In the data below, change every "jeans pocket" to "back pocket" and reproduce the lines otherwise untouched, leaving out the pictures.
======
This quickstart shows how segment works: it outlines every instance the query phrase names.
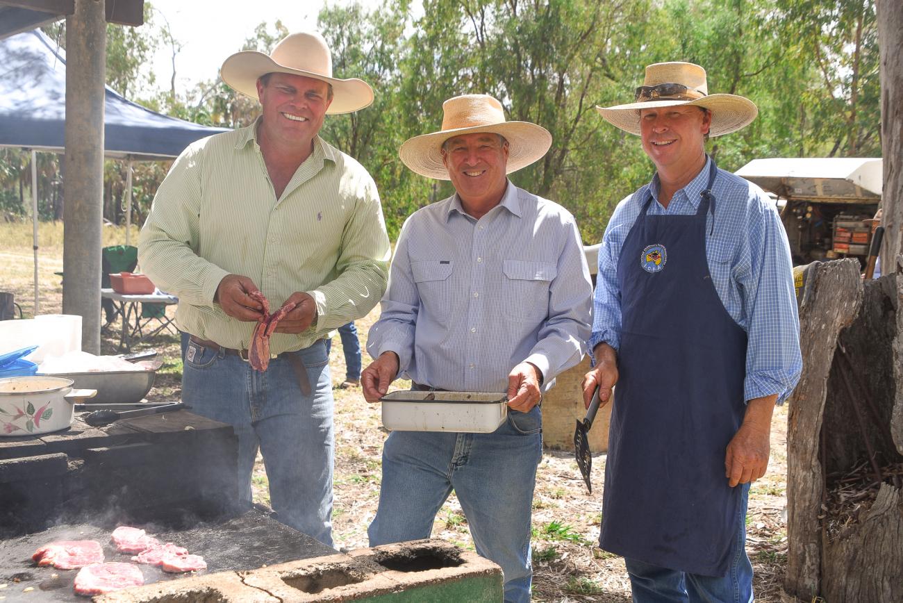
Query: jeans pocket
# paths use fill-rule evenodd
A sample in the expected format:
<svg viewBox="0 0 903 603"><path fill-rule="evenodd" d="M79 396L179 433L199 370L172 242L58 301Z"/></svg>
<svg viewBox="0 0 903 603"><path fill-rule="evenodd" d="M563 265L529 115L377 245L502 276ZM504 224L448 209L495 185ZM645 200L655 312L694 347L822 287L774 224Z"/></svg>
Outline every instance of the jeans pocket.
======
◆ **RESULT OF THE TASK**
This quickstart shows how segment works: it outlines every instance the query phrase names.
Query: back pocket
# paths use fill-rule evenodd
A sample in the expected format:
<svg viewBox="0 0 903 603"><path fill-rule="evenodd" d="M79 396L179 433L199 370L172 242L58 301Z"/></svg>
<svg viewBox="0 0 903 603"><path fill-rule="evenodd" d="M563 265L529 115L377 245L502 276ZM504 224L448 209L495 185ZM645 200L655 312L694 347L822 287L774 224Z"/></svg>
Outline every instance of the back pocket.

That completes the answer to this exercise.